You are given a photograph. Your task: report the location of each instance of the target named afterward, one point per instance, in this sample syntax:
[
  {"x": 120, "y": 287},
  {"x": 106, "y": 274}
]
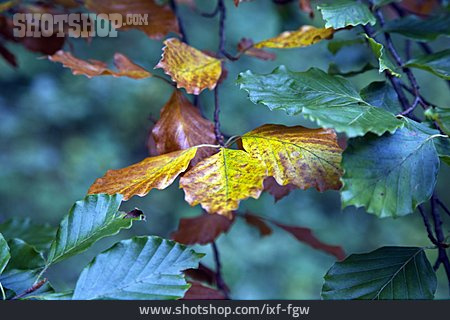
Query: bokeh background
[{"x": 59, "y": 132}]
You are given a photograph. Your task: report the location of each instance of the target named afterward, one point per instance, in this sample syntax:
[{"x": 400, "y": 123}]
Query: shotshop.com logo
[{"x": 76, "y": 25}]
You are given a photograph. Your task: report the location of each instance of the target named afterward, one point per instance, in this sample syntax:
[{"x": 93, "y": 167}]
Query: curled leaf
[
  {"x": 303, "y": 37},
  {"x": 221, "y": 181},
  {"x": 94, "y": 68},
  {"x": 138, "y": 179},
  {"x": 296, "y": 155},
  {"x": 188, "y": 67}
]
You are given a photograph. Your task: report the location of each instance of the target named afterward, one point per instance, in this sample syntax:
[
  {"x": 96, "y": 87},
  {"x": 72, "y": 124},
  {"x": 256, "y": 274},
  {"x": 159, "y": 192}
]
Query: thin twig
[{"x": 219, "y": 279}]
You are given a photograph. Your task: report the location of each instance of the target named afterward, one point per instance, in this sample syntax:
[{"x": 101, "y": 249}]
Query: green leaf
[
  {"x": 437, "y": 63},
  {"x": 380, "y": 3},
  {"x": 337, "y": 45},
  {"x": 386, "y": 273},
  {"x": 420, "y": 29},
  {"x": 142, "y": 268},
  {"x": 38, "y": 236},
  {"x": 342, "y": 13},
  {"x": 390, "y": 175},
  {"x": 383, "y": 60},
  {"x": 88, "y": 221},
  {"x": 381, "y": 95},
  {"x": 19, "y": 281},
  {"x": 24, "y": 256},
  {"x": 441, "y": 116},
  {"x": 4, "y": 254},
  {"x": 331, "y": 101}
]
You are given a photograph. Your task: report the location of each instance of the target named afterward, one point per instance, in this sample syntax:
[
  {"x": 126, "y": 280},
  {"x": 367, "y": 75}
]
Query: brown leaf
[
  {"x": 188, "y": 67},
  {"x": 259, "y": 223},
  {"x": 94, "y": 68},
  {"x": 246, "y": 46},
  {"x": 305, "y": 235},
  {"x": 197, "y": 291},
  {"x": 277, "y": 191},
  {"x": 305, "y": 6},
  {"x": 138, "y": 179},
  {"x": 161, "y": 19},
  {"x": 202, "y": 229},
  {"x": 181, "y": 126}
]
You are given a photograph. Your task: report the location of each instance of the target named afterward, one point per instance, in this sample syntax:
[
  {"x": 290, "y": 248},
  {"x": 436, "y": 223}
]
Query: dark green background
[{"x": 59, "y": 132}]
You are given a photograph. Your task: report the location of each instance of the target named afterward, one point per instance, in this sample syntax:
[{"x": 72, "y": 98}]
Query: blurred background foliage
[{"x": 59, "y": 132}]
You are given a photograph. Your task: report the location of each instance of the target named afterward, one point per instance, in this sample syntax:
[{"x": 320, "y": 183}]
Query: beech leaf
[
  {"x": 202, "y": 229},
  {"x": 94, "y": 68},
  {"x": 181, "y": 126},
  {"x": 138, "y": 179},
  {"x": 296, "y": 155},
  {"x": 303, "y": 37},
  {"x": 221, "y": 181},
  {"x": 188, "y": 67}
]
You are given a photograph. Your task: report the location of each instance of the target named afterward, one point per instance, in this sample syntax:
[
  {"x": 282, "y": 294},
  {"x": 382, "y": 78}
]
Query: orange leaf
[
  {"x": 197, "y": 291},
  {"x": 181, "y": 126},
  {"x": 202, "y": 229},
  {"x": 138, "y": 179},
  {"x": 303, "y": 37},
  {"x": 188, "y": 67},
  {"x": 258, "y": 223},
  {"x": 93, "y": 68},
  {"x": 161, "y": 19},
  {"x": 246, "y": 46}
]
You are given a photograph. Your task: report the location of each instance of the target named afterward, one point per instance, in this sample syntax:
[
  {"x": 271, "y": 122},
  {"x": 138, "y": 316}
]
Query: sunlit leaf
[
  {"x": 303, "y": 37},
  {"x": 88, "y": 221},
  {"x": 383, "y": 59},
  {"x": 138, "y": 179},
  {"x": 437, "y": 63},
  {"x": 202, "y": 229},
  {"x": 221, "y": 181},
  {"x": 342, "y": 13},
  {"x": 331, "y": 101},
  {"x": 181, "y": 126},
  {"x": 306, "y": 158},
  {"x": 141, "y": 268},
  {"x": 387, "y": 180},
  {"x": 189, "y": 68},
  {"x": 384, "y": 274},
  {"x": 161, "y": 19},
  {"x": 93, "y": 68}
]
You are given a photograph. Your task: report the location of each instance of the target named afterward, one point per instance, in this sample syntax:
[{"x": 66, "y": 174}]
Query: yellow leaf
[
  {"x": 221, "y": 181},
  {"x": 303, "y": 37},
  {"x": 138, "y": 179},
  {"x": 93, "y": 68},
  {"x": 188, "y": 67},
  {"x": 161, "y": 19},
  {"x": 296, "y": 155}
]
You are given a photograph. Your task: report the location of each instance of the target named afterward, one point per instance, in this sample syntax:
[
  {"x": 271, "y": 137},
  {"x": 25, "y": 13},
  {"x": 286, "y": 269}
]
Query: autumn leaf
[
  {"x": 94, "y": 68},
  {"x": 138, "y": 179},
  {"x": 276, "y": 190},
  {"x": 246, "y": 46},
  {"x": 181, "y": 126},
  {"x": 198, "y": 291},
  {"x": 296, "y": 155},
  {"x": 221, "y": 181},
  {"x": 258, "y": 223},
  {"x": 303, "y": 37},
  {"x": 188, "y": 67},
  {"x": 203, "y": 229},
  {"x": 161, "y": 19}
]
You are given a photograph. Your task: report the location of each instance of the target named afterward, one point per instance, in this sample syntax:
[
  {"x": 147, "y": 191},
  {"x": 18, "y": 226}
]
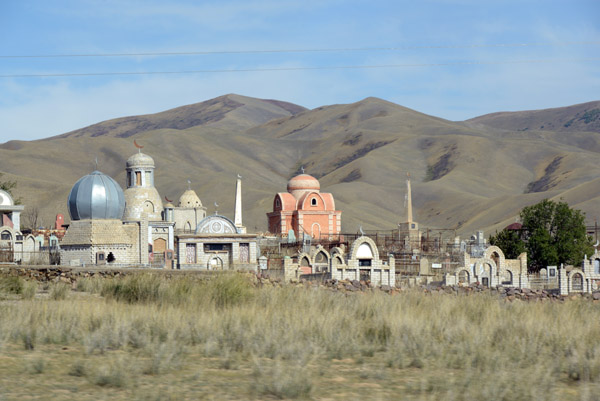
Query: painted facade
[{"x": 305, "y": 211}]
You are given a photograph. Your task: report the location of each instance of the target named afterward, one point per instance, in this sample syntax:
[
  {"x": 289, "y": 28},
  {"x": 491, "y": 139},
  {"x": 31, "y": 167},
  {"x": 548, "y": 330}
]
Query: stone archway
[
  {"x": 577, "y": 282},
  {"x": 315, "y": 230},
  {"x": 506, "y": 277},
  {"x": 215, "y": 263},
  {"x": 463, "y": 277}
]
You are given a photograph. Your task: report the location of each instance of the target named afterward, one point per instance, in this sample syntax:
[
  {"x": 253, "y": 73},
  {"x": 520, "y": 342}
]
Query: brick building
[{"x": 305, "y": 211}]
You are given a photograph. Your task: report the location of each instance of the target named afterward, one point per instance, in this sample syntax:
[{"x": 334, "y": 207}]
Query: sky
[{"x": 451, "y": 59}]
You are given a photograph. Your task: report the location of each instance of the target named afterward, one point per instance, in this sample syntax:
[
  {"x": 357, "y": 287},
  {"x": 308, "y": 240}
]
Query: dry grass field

### What is expected
Every line of the material should be repeated precisely; pictures are to be excluded.

### Written solution
You are given a photograph. Your task: report the location of each instance of the target named afterward, one point per instance, in this sample syntax:
[
  {"x": 120, "y": 287},
  {"x": 106, "y": 274}
]
Query: bokeh background
[{"x": 59, "y": 132}]
You are given a photograph. Your task: report the location of each instance of the target named afterward, one point per instance, in this sample syntax:
[{"x": 400, "y": 123}]
Query: shotshop.com logo
[{"x": 76, "y": 25}]
You are given a photograph. Your task: report the location of each instance of the target named afterward, one point per instance, in this sample syntax:
[{"x": 93, "y": 167}]
Query: curled leaf
[
  {"x": 303, "y": 37},
  {"x": 221, "y": 181},
  {"x": 94, "y": 68},
  {"x": 138, "y": 179},
  {"x": 296, "y": 155},
  {"x": 188, "y": 67}
]
You are given a photograph. Your task: report the location of each instance of the target named afterward, one point per instance, in this sample syntax:
[
  {"x": 96, "y": 87},
  {"x": 72, "y": 124},
  {"x": 256, "y": 274},
  {"x": 159, "y": 192}
]
Query: thin twig
[{"x": 219, "y": 279}]
You are given a photograph. Your task: report the location of each instance of the target named afterward, one point per instance, in this sample syntax:
[{"x": 101, "y": 249}]
Query: green leaf
[
  {"x": 437, "y": 63},
  {"x": 380, "y": 3},
  {"x": 337, "y": 45},
  {"x": 386, "y": 273},
  {"x": 420, "y": 29},
  {"x": 142, "y": 268},
  {"x": 38, "y": 236},
  {"x": 342, "y": 13},
  {"x": 390, "y": 175},
  {"x": 383, "y": 60},
  {"x": 88, "y": 221},
  {"x": 381, "y": 95},
  {"x": 19, "y": 281},
  {"x": 24, "y": 256},
  {"x": 441, "y": 116},
  {"x": 4, "y": 254},
  {"x": 331, "y": 101}
]
You are given a photograph. Your task: report the location of each instance of the target named afterward, one point per instance, in this sample syntax:
[
  {"x": 126, "y": 280},
  {"x": 367, "y": 75}
]
Query: brown leaf
[
  {"x": 188, "y": 67},
  {"x": 259, "y": 223},
  {"x": 94, "y": 68},
  {"x": 246, "y": 46},
  {"x": 305, "y": 235},
  {"x": 197, "y": 291},
  {"x": 277, "y": 191},
  {"x": 305, "y": 6},
  {"x": 138, "y": 179},
  {"x": 161, "y": 19},
  {"x": 202, "y": 229},
  {"x": 181, "y": 126}
]
You are given a photograph. Your task: report the location of each instance of the target named afterward, one point per instance, in this sample syntax:
[
  {"x": 290, "y": 248},
  {"x": 436, "y": 223}
]
Query: dark green background
[{"x": 59, "y": 132}]
You are given a photograph. Your task: report the location of each instance of the target named afterward, one point per instance, in this sample syntax:
[{"x": 72, "y": 98}]
Query: blurred background foliage
[{"x": 59, "y": 132}]
You are given a photograph. Your task: report the location of each instance of the target named afterward, one point per instance, in this sample syntax:
[{"x": 320, "y": 183}]
Query: beech leaf
[
  {"x": 202, "y": 229},
  {"x": 94, "y": 68},
  {"x": 181, "y": 126},
  {"x": 138, "y": 179},
  {"x": 296, "y": 155},
  {"x": 303, "y": 37},
  {"x": 221, "y": 181},
  {"x": 188, "y": 67}
]
You are given a photograph. Your task: report the location of each instance of the target named afterward, one point per instance, in this sample syntax:
[
  {"x": 282, "y": 294},
  {"x": 382, "y": 78}
]
Query: orange leaf
[
  {"x": 197, "y": 291},
  {"x": 181, "y": 126},
  {"x": 202, "y": 229},
  {"x": 138, "y": 179},
  {"x": 303, "y": 37},
  {"x": 188, "y": 67},
  {"x": 258, "y": 223},
  {"x": 93, "y": 68},
  {"x": 161, "y": 19},
  {"x": 246, "y": 46}
]
You are given a photograph. Your task: report the location of each instance of the target named afterward, one point per instance, in this sample syntax:
[
  {"x": 271, "y": 122},
  {"x": 138, "y": 316}
]
Query: sunlit leaf
[
  {"x": 303, "y": 37},
  {"x": 88, "y": 221},
  {"x": 383, "y": 59},
  {"x": 138, "y": 179},
  {"x": 437, "y": 63},
  {"x": 202, "y": 229},
  {"x": 221, "y": 181},
  {"x": 342, "y": 13},
  {"x": 331, "y": 101},
  {"x": 181, "y": 126},
  {"x": 306, "y": 158},
  {"x": 141, "y": 268},
  {"x": 387, "y": 180},
  {"x": 189, "y": 68},
  {"x": 384, "y": 274},
  {"x": 161, "y": 19},
  {"x": 93, "y": 68}
]
You are given a photograph. Your task: report the location of each instance of the target named afterward, one point per instance, in this sample syntax:
[{"x": 66, "y": 174}]
Query: yellow leaf
[
  {"x": 221, "y": 181},
  {"x": 303, "y": 37},
  {"x": 138, "y": 179},
  {"x": 93, "y": 68},
  {"x": 188, "y": 67},
  {"x": 161, "y": 19},
  {"x": 296, "y": 155}
]
You are given a photograph. Your task: report the location of each instance of the target named afterward, one point per instance, in this sample syntax:
[
  {"x": 271, "y": 137},
  {"x": 25, "y": 13},
  {"x": 286, "y": 269}
]
Query: autumn leaf
[
  {"x": 94, "y": 68},
  {"x": 138, "y": 179},
  {"x": 276, "y": 190},
  {"x": 246, "y": 46},
  {"x": 181, "y": 126},
  {"x": 198, "y": 291},
  {"x": 296, "y": 155},
  {"x": 221, "y": 181},
  {"x": 258, "y": 223},
  {"x": 303, "y": 37},
  {"x": 188, "y": 67},
  {"x": 203, "y": 229},
  {"x": 161, "y": 19}
]
You are given a photograph. Your task: report the location of each instance of the target named afterward, one point per instance, in this sample syntax:
[
  {"x": 147, "y": 191},
  {"x": 18, "y": 226}
]
Query: painted facade
[{"x": 305, "y": 211}]
You are given a photograph. Your task: report the location of each instance of the target named afterward, one point per instance, in this sample syntax:
[
  {"x": 289, "y": 28},
  {"x": 491, "y": 139},
  {"x": 31, "y": 167},
  {"x": 548, "y": 330}
]
Query: stone archway
[
  {"x": 577, "y": 282},
  {"x": 315, "y": 230},
  {"x": 506, "y": 277},
  {"x": 215, "y": 263},
  {"x": 463, "y": 277}
]
You are given a photograph. Your task: report the location of each instance of the target named afterward, one point per instance, in this sample syntax:
[
  {"x": 253, "y": 73},
  {"x": 520, "y": 342}
]
Query: brick building
[{"x": 305, "y": 211}]
You are given a photograph. Your task: report the location of each instance of the target named afterward, one point per instance, in this sample syntax:
[{"x": 334, "y": 207}]
Query: sky
[{"x": 451, "y": 59}]
You are given a photograph. Your task: report the location of each instance of the target named afterward, one point per instance, in this sample syntax:
[
  {"x": 357, "y": 287},
  {"x": 308, "y": 240}
]
Query: dry grass field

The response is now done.